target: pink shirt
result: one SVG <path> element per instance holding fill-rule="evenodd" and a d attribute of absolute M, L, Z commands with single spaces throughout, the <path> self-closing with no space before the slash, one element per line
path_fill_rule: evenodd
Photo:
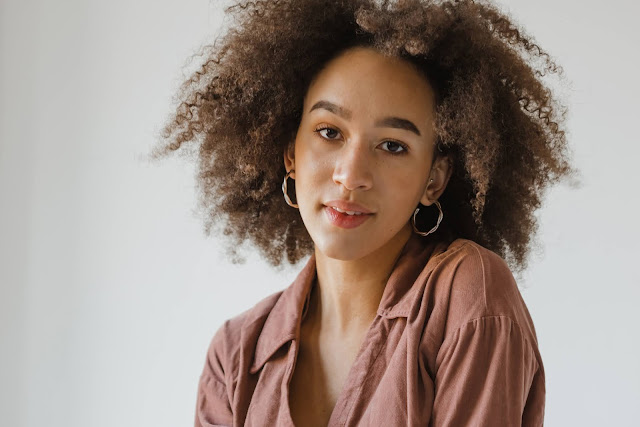
<path fill-rule="evenodd" d="M 289 381 L 315 256 L 290 286 L 217 330 L 195 425 L 293 426 Z M 384 289 L 329 426 L 541 426 L 544 367 L 506 262 L 467 240 L 413 234 Z"/>

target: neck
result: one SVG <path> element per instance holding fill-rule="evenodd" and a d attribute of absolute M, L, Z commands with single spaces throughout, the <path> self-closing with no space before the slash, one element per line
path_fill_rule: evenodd
<path fill-rule="evenodd" d="M 382 247 L 353 260 L 329 258 L 316 248 L 317 282 L 307 314 L 312 322 L 337 335 L 366 329 L 376 316 L 387 279 L 411 233 L 410 225 L 403 227 Z"/>

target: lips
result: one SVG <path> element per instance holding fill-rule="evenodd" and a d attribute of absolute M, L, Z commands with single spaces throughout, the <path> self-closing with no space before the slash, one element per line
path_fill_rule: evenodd
<path fill-rule="evenodd" d="M 331 200 L 326 202 L 324 205 L 328 207 L 335 207 L 342 211 L 361 212 L 363 214 L 373 213 L 370 209 L 361 205 L 360 203 L 351 202 L 351 201 L 342 200 L 342 199 Z"/>
<path fill-rule="evenodd" d="M 325 214 L 331 224 L 340 228 L 355 228 L 363 224 L 369 218 L 373 216 L 373 213 L 367 213 L 362 215 L 349 215 L 341 213 L 330 206 L 324 207 Z"/>

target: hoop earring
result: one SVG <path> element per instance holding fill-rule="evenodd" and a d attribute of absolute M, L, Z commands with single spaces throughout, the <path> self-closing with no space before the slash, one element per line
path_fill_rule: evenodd
<path fill-rule="evenodd" d="M 282 194 L 284 194 L 284 200 L 287 202 L 289 206 L 297 208 L 298 204 L 293 203 L 289 198 L 289 195 L 287 194 L 287 178 L 289 178 L 289 175 L 291 175 L 291 172 L 293 172 L 293 169 L 287 172 L 287 174 L 284 176 L 284 180 L 282 181 Z M 292 178 L 292 179 L 295 179 L 295 178 Z"/>
<path fill-rule="evenodd" d="M 418 233 L 421 236 L 427 236 L 427 235 L 433 233 L 434 231 L 436 231 L 438 229 L 438 226 L 440 225 L 440 221 L 442 221 L 442 217 L 444 216 L 444 214 L 442 213 L 442 207 L 440 206 L 440 202 L 438 202 L 436 200 L 433 203 L 438 207 L 438 210 L 440 211 L 440 214 L 438 215 L 438 222 L 436 223 L 436 226 L 433 227 L 431 230 L 429 230 L 427 232 L 424 232 L 424 231 L 420 231 L 420 230 L 418 230 L 416 228 L 416 214 L 420 210 L 419 207 L 415 210 L 415 212 L 413 212 L 413 217 L 411 217 L 411 226 L 413 227 L 413 231 L 415 231 L 416 233 Z"/>

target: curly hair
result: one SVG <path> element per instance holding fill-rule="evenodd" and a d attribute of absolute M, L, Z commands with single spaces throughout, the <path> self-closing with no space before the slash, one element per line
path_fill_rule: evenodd
<path fill-rule="evenodd" d="M 312 253 L 281 191 L 283 152 L 323 66 L 368 46 L 417 65 L 436 94 L 435 135 L 454 170 L 440 233 L 526 268 L 543 190 L 576 170 L 567 108 L 543 83 L 562 68 L 508 15 L 473 0 L 240 1 L 225 12 L 233 25 L 200 48 L 150 158 L 180 150 L 197 161 L 205 233 L 221 226 L 232 262 L 244 262 L 246 241 L 274 267 Z"/>

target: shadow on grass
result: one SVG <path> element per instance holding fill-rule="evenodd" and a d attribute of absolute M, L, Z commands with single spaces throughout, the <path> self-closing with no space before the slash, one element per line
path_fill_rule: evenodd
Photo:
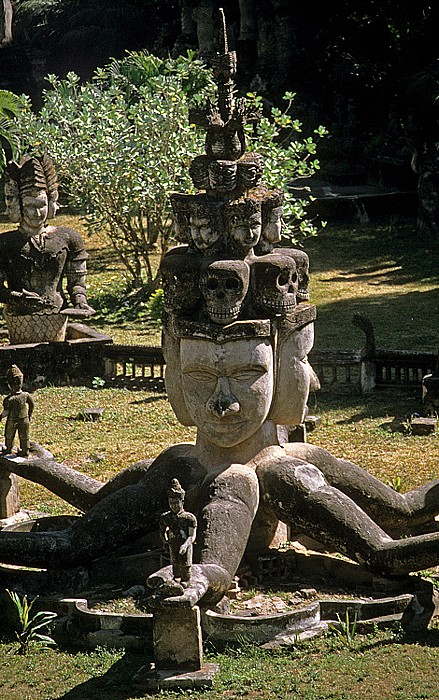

###

● **EXERCISE OBJECTIVE**: Output the records above exactly, omitting the pictures.

● **COMPLETED EXERCISE**:
target: pink shirt
result: one SVG <path> element per instance holding fill-rule="evenodd" and a d attribute of absolute M, L, Z commands with single spaces throughout, the <path> self-closing with no space before the slash, one element per line
path_fill_rule: evenodd
Photo:
<path fill-rule="evenodd" d="M 289 381 L 315 256 L 290 286 L 217 330 L 195 425 L 293 426 Z M 384 289 L 329 426 L 541 426 L 544 367 L 506 262 L 467 240 L 413 234 Z"/>

target: neck
result: one SVG <path> element per instance holding fill-rule="evenodd" and a d attribute of absolute M, L, Z commands with single spaces throughout, the <path> self-closing with no space before the slash, one element per line
path_fill_rule: evenodd
<path fill-rule="evenodd" d="M 382 247 L 353 260 L 329 258 L 316 248 L 317 282 L 307 314 L 312 322 L 337 335 L 366 329 L 376 316 L 387 279 L 411 233 L 410 225 L 403 227 Z"/>

target: lips
result: one SVG <path> element per instance holding fill-rule="evenodd" and a d attribute of absolute M, L, Z commands with single spaces throughout, the <path> self-closing with no space before the slash, one element per line
path_fill_rule: evenodd
<path fill-rule="evenodd" d="M 331 200 L 326 202 L 324 205 L 328 207 L 335 207 L 342 211 L 361 212 L 363 214 L 373 213 L 370 209 L 361 205 L 360 203 L 351 202 L 351 201 L 342 200 L 342 199 Z"/>
<path fill-rule="evenodd" d="M 325 214 L 331 224 L 340 228 L 355 228 L 363 224 L 369 218 L 373 216 L 373 213 L 367 213 L 362 215 L 349 215 L 341 213 L 330 206 L 324 207 Z"/>

target: hoop earring
result: one SVG <path> element per instance holding fill-rule="evenodd" and a d attribute of absolute M, L, Z commands with single spaces throughout, the <path> self-closing with no space before the slash, one element per line
path_fill_rule: evenodd
<path fill-rule="evenodd" d="M 282 194 L 284 194 L 284 200 L 287 202 L 289 206 L 297 208 L 298 204 L 293 203 L 289 198 L 289 195 L 287 194 L 287 178 L 289 178 L 289 175 L 291 175 L 291 172 L 293 172 L 293 169 L 287 172 L 287 174 L 284 176 L 284 180 L 282 181 Z M 292 178 L 292 179 L 295 179 L 295 178 Z"/>
<path fill-rule="evenodd" d="M 418 233 L 421 236 L 427 236 L 427 235 L 433 233 L 434 231 L 436 231 L 438 229 L 438 226 L 440 225 L 440 221 L 442 221 L 442 217 L 444 216 L 444 214 L 442 213 L 442 207 L 440 206 L 440 202 L 438 202 L 436 200 L 433 203 L 438 207 L 438 210 L 440 211 L 440 214 L 438 215 L 438 222 L 436 223 L 436 226 L 433 227 L 431 230 L 429 230 L 427 232 L 424 232 L 424 231 L 420 231 L 420 230 L 418 230 L 416 228 L 416 214 L 420 210 L 419 207 L 415 210 L 415 212 L 413 212 L 413 217 L 411 217 L 411 226 L 413 227 L 413 231 L 415 231 L 416 233 Z"/>

target: curly hair
result: one SVG <path> element per instance holding fill-rule="evenodd" and a d attribute of absolute M, L, Z commands with single spaces throughout, the <path> self-closing with no space before the slash, one element per line
path_fill_rule: evenodd
<path fill-rule="evenodd" d="M 312 253 L 281 191 L 283 152 L 323 66 L 368 46 L 417 65 L 436 94 L 435 135 L 454 170 L 440 233 L 526 268 L 543 190 L 576 170 L 567 108 L 543 83 L 562 68 L 508 15 L 473 0 L 240 1 L 225 12 L 233 25 L 200 48 L 150 158 L 180 150 L 197 161 L 205 233 L 221 226 L 232 262 L 244 262 L 246 241 L 274 267 Z"/>

target: shadow on grass
result: one SVG <path> element per instance holding fill-rule="evenodd" and a d attribute of absolute M, L, Z commands with single spaces throughout, the <path> self-closing with no space before the slash, one element per line
path_fill_rule: evenodd
Photo:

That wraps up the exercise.